_Tasks_:
- A) Reproduce the passage on the Ascension word for word, starting with "This is important" and going on through "our high priest.".
- B) Take up the passage on the Ascension after its final sentence and continue writing it.

_Extract_:
========

His 'being taken up' refers to his crucifixion, the
moment in which he was 'lifted up from the earth to draw
all people to himself' (John 12:32). It can also be
taken to refer to his resurrection from the dead. And it
is complete in his exaltation to the right hand of the
Father. He has been taken up to the place of glory that
is eternally his.
In
the Temple at Jerusalem the High Priest went up into the
Holy of Holies once a year, on the Day of Atonement,
carrying the blood of sacrificed animals. Through him
Israel asked forgiveness of the Lord and a renewal of
the covenant. The only other person allowed to enter the
Holy of Holies was a new King, on the day he was
enthroned. The psalms and other texts of scripture speak
about the king going up to a place of honour in the
presence of the Lord, the God of Israel.
This is important background for understanding the
Ascension of Jesus. He is our high priest who enters the
Holy of Holies, not the earthly one in Jerusalem, but
the great and perfect one in heaven. The blood he
carries is not that of animals but his own blood, which
is offered once and for all to gain 'an eternal
redemption' (Hebrews 9:12). Seated at the right hand of
the Father, enthroned as judge of all, Jesus is our king
and our high priest.
Ascension Day is, then, the original feast of Christ the
King. Because of his love and obedience the Father has
exalted him and given him 'the name above all other
names' (Philippians 2:9). We celebrate his victory, and
its meaning for us, the fact that he is become 'the
source of eternal salvation for all who obey him'
(Hebrews 5:9). As the prayers of today's Mass put it, he
has been 'taken up to heaven to claim for us a share in
his divine life' and 'where he has gone, we hope to
follow'.

========

_Dataset entries_:
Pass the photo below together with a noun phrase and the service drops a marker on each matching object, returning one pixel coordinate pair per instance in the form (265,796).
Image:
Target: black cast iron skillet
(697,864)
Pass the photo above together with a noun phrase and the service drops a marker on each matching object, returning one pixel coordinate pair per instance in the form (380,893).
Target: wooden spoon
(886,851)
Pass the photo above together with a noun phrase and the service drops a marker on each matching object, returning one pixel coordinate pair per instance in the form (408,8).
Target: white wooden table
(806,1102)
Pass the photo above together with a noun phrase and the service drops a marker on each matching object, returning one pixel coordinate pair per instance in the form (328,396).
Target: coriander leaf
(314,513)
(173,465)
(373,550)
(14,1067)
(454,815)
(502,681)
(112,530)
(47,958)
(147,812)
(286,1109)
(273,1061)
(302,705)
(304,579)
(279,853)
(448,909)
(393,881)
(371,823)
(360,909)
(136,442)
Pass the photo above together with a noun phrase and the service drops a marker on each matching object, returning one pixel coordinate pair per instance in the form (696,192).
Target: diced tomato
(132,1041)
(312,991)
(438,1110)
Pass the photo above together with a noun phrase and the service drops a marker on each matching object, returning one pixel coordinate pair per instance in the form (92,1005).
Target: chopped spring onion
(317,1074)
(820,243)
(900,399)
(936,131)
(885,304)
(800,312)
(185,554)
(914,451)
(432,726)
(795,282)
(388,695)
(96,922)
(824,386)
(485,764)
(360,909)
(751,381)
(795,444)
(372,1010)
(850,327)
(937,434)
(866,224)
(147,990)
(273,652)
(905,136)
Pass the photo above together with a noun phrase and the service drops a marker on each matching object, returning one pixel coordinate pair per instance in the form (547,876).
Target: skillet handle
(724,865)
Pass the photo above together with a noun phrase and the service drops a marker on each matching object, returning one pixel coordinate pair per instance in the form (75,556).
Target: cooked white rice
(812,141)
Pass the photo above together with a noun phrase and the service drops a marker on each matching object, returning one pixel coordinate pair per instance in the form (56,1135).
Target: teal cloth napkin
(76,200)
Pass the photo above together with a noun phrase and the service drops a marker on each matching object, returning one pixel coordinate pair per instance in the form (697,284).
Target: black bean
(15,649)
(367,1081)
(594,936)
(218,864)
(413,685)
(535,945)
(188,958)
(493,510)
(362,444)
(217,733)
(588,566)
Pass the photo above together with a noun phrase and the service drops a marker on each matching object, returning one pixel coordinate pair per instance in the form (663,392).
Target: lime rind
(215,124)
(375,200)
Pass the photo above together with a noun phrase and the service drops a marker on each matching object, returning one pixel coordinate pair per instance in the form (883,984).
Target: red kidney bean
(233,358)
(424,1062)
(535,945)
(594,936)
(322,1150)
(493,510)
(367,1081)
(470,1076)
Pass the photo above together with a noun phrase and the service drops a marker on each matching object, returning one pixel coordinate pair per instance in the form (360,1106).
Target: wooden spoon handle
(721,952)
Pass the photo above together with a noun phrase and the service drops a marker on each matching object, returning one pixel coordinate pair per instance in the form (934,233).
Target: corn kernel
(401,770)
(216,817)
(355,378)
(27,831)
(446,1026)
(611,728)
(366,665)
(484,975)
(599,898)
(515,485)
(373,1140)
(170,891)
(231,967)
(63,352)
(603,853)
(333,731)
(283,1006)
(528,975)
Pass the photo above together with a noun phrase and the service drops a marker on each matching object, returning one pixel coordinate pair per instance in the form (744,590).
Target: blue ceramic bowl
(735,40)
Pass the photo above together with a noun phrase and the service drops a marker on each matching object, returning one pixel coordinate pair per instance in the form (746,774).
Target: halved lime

========

_Outputs by task_:
- A)
This is important background for understanding the
Ascension of Jesus. He is our high priest who enters the
Holy of Holies, not the earthly one in Jerusalem, but
the great and perfect one in heaven. The blood he
carries is not that of animals but his own blood, which
is offered once and for all to gain 'an eternal
redemption' (Hebrews 9:12). Seated at the right hand of
the Father, enthroned as judge of all, Jesus is our king
and our high priest.

- B)
The closing verses of the Gospel of Luke are read for
Ascension Day this year. Although Jesus 'withdrew from
them and was carried up to heaven' the disciples
returned to
Jerusalem
'with great joy, and were continually in the temple
blessing God' (Luke 24:53). They understood, it seems,
the meaning of his exaltation. They await the gift of
the Spirit, the power from on high that Jesus will send.
Jesus had said to his disciples, 'if I do not go away he
(the Advocate, the Holy Spirit) cannot come to you'
(John 16:7). Exalted to the right hand of the Father he
sends the Holy Spirit as he had promised. This is why we
rejoice at his departure, because his return to the
Father establishes a new bond between heaven and earth.
In sending the Spirit, Jesus fulfils his promise to
remain with us always. We become his physical presence
in the world, his body alive with his love. If he is
with us in the Spirit, where can we be except with him
in the same Spirit?
Our lives have been configured to this great paschal
mystery of Jesus, to his death, resurrection,
exaltation, and sending of the Spirit. Through baptism
we enter sacramentally into the tomb with Jesus so that
we may also rise with him as members of his body.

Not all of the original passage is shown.